%%

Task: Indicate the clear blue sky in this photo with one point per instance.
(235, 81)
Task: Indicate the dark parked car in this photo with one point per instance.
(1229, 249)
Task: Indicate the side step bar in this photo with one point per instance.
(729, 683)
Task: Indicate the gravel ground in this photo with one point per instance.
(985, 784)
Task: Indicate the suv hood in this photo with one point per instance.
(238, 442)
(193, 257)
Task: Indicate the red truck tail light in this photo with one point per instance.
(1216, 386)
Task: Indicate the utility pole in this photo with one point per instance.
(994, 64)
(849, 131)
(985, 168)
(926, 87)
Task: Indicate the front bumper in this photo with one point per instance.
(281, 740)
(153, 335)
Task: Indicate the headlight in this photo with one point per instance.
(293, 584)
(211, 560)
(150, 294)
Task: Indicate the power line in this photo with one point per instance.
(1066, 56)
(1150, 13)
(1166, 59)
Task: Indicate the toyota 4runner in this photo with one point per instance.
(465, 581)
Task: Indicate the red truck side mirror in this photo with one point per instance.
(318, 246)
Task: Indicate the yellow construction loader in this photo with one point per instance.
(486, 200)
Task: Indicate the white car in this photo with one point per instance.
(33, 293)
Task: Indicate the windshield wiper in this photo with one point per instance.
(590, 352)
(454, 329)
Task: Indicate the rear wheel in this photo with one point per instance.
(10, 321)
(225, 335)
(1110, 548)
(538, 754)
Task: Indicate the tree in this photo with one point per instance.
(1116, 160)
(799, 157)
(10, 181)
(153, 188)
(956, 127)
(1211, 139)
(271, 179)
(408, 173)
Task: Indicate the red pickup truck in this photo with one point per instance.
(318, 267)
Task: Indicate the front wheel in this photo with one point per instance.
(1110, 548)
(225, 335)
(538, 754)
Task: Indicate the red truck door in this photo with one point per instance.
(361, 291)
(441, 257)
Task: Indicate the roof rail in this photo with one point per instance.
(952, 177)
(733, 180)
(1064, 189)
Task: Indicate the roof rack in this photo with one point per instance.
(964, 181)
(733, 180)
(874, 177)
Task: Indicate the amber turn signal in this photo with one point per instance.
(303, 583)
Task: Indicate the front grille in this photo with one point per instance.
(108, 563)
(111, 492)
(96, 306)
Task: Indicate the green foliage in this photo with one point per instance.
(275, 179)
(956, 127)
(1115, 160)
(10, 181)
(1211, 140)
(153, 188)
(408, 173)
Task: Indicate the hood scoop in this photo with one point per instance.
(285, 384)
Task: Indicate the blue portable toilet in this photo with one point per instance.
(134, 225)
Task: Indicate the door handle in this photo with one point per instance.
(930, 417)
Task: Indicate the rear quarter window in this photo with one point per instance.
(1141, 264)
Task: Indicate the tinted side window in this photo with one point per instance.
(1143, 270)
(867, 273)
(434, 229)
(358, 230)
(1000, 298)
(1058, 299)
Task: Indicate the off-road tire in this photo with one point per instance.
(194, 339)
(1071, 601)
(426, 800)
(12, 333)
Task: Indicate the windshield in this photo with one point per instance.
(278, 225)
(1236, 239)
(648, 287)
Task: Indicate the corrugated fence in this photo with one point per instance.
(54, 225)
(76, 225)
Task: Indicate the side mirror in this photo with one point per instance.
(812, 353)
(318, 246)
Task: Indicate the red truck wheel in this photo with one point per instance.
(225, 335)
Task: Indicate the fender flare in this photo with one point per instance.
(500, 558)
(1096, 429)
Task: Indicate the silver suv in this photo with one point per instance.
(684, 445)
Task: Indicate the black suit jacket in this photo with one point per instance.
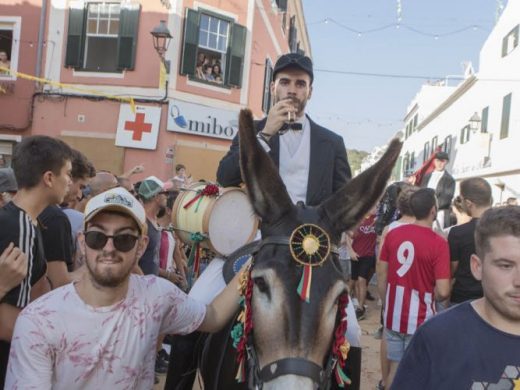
(444, 191)
(328, 168)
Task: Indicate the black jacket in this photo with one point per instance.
(444, 191)
(328, 170)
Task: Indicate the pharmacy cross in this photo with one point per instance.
(138, 127)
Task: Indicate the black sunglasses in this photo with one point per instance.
(122, 242)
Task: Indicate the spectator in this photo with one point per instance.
(476, 197)
(443, 184)
(413, 272)
(100, 333)
(8, 186)
(57, 233)
(475, 344)
(42, 168)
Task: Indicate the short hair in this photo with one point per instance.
(403, 200)
(422, 201)
(81, 167)
(499, 221)
(458, 204)
(476, 190)
(38, 154)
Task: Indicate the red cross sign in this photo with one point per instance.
(138, 127)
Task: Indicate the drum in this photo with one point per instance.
(226, 219)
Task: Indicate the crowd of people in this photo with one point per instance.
(93, 277)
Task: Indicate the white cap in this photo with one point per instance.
(117, 199)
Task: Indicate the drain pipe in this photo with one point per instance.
(41, 32)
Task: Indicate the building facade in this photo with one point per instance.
(477, 121)
(104, 89)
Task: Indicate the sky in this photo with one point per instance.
(366, 110)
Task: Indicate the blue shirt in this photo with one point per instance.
(457, 349)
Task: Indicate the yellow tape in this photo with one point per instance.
(25, 76)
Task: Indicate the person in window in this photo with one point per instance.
(208, 73)
(217, 74)
(4, 61)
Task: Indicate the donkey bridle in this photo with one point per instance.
(287, 366)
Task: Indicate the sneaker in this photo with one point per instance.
(360, 313)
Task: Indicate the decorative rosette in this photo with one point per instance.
(310, 247)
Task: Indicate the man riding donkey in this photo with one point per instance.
(291, 331)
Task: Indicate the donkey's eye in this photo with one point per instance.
(261, 284)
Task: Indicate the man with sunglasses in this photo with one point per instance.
(101, 331)
(312, 160)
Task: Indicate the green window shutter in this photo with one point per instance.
(191, 42)
(282, 5)
(506, 114)
(236, 54)
(75, 38)
(127, 40)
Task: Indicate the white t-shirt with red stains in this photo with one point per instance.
(60, 342)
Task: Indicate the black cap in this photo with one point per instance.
(442, 156)
(294, 60)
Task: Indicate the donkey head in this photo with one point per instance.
(285, 326)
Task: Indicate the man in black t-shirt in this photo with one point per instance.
(476, 199)
(42, 168)
(475, 345)
(58, 242)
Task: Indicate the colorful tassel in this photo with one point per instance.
(304, 287)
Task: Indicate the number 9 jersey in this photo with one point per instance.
(416, 257)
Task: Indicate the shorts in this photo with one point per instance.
(396, 344)
(363, 267)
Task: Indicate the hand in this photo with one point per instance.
(138, 169)
(13, 268)
(278, 116)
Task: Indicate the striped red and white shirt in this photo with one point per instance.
(416, 257)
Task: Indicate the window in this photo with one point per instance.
(102, 36)
(426, 151)
(293, 35)
(506, 114)
(510, 41)
(213, 48)
(446, 145)
(484, 122)
(435, 142)
(464, 134)
(9, 46)
(268, 76)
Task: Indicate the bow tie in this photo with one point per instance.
(290, 126)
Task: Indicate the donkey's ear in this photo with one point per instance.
(352, 202)
(265, 187)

%%

> **Goal**
Reproduce all of the items above word for word, without the pictures.

> **Task response**
Task: Indicate the clear blue sky in this photo with one point per instance.
(235, 81)
Task: Indicate the dark parked car in this photo with one point per instance.
(1229, 249)
Task: Indicate the side step bar in this photo with one point per instance.
(729, 683)
Task: Indicate the gravel ground in this photo with one point per instance.
(985, 784)
Task: Indicate the suv hood in this photo with one point per instance.
(238, 442)
(193, 257)
Task: Indicate the red truck tail light in this photo with one point per instance.
(1216, 386)
Task: Indicate the utility pole in this photo with one point per instance.
(994, 64)
(849, 131)
(985, 168)
(926, 87)
Task: Indicate the front bumper in this photo with one point per instance.
(281, 740)
(153, 335)
Task: Indicate the headlight in this photo with one point per instance.
(293, 584)
(211, 560)
(150, 294)
Task: Indicate the power line in this photo with one point per instance.
(1066, 56)
(1150, 13)
(1166, 59)
Task: Indicate the toyota 4runner in this photo with one point per instance.
(465, 581)
Task: Indicate the red truck side mirror in this photo with one point per instance.
(318, 246)
Task: Indicate the yellow construction loader in this photo with one point per instance.
(486, 200)
Task: Indicate the white car in this photo with one point per instance.
(33, 293)
Task: Indicate the windshield wiper in this photo with one point per instance.
(590, 352)
(454, 329)
Task: Indicate the rear wheel in this photo with one point per instance.
(10, 321)
(225, 335)
(1110, 548)
(538, 754)
Task: Indicate the tree in this photo with one point per instance.
(1116, 160)
(799, 157)
(10, 181)
(153, 188)
(956, 127)
(1211, 139)
(271, 179)
(408, 173)
Task: Indicate the red pickup truck in this photo with one point per instance.
(318, 267)
Task: Indicate the front wheel in this photo with one point per instance.
(1110, 548)
(225, 335)
(538, 754)
Task: Indicate the red truck door in this photo with one point per instance.
(361, 291)
(441, 257)
Task: Indicate the roof rail in this photo with one point per instance.
(952, 177)
(733, 180)
(1064, 189)
Task: Indicate the roof rack in this photo with one point per instance.
(964, 181)
(733, 180)
(874, 177)
Task: Indicate the amber turn signal in this photo with one point per instance.
(303, 583)
Task: Indicate the front grille in this photo with one point per instance.
(108, 563)
(111, 492)
(96, 306)
Task: Indicate the green foliage in this photo with one point per instance.
(275, 179)
(956, 127)
(1115, 160)
(10, 181)
(1211, 140)
(153, 188)
(408, 173)
Task: Indicate the hood scoop in this photo with one point per instance.
(285, 384)
Task: Indicate the blue portable toilet in this photo with one point per instance.
(134, 225)
Task: Indicate the door handle in this photo with one point per instance.
(930, 417)
Task: Indicate the rear quarter window in this photo with one point per instance.
(1141, 264)
Task: Indicate the tinted side window in this photo with one point per instance.
(1143, 270)
(867, 273)
(434, 229)
(358, 230)
(1000, 298)
(1058, 299)
Task: Indicate the off-road tire in this photo with one point per instance.
(194, 339)
(1071, 601)
(426, 800)
(12, 333)
Task: Indicate the windshield in this photo with one point per instance.
(278, 225)
(1236, 239)
(648, 287)
Task: Indicate the corrugated fence in this photo with one point per instance.
(54, 225)
(76, 225)
Task: Indicate the side mirror in this photo with one point per instance.
(812, 353)
(318, 246)
Task: Indicate the red truck wheel in this photo with one point per instance.
(225, 335)
Task: Indicate the fender flare in this photo with one point per instance.
(500, 558)
(1096, 429)
Task: Indicate the silver suv in this photo with one point per instance.
(684, 445)
Task: Indicate the black suit jacket in this photo with one point per instance.
(444, 191)
(328, 168)
Task: Indicate the black jacket in this photo with one point per instance.
(444, 191)
(328, 170)
Task: Indicate the pharmacy cross in this photo with one point per instance.
(138, 127)
Task: Indicate the black sunglasses in this photo with one point per instance.
(122, 242)
Task: Indicate the spectator in this photo with one point per instance.
(476, 197)
(443, 184)
(413, 272)
(100, 333)
(8, 186)
(57, 233)
(475, 344)
(42, 168)
Task: Indicate the short hair in this photo with one point per instance.
(403, 200)
(422, 201)
(81, 167)
(499, 221)
(458, 204)
(476, 190)
(38, 154)
Task: Indicate the red cross sign in this photo with one point per instance.
(138, 127)
Task: Indicate the drum in this photo with one point per instance.
(226, 219)
Task: Indicate the crowd of people in this photo with one point per instance.
(93, 277)
Task: Indicate the white cap in this photo with one point per instance.
(117, 199)
Task: Indicate the drain pipe in this photo with one point per instance.
(41, 32)
Task: Indicate the building facade in this photo with one point per instance.
(477, 121)
(104, 89)
Task: Indicate the sky in this photo with one point per instance.
(366, 110)
Task: Indicate the blue shirt in this photo with one point per instance.
(457, 349)
Task: Indicate the yellow tape in this photo with one point per instance.
(25, 76)
Task: Indicate the person in window in this photo with one point per instance.
(208, 73)
(217, 74)
(4, 61)
Task: Indicate the donkey bridle in this photo with one point per instance.
(287, 366)
Task: Indicate the sneaker in this photo with one point per instance.
(360, 313)
Task: Indicate the decorative rosette in this photo with one point per instance.
(310, 247)
Task: Indicate the man riding donkey in this photo with one point per instance.
(291, 331)
Task: Indicate the donkey's eye in this photo with one point per instance.
(261, 284)
Task: Indicate the man with sunglasses in this photo with one point per instance.
(101, 331)
(312, 160)
Task: Indicate the green window shutter in this photo with one point per instance.
(191, 42)
(282, 5)
(506, 114)
(236, 54)
(75, 38)
(127, 40)
Task: Indicate the white t-shirt with red stains in this photo with one point per instance.
(60, 342)
Task: Indicate the black cap in this photo with one point per instance.
(442, 156)
(294, 60)
Task: Indicate the donkey head in this photo with one point per instance.
(285, 326)
Task: Indicate the man in black t-shirt in this photo with one point per instance.
(476, 199)
(42, 168)
(475, 345)
(58, 242)
Task: Indicate the colorful tassel in this photo with one point per instance.
(304, 287)
Task: Indicate the number 9 jersey in this photo with one point per instance.
(416, 257)
Task: Indicate the shorts in this photo with one point per instance.
(396, 344)
(363, 267)
Task: Indicate the hand in this photo with one point per instance.
(138, 169)
(13, 268)
(278, 116)
Task: Indicate the striped red and white shirt in this photo with one point per instance.
(416, 257)
Task: Indicate the window in this photo with one point per instance.
(102, 36)
(426, 151)
(293, 35)
(506, 114)
(510, 41)
(213, 48)
(446, 145)
(484, 122)
(435, 142)
(464, 134)
(9, 46)
(268, 76)
Task: Indicate the bow tie in this photo with one point per instance.
(290, 126)
Task: Indicate the donkey's ear in this photo with one point per instance.
(352, 202)
(265, 187)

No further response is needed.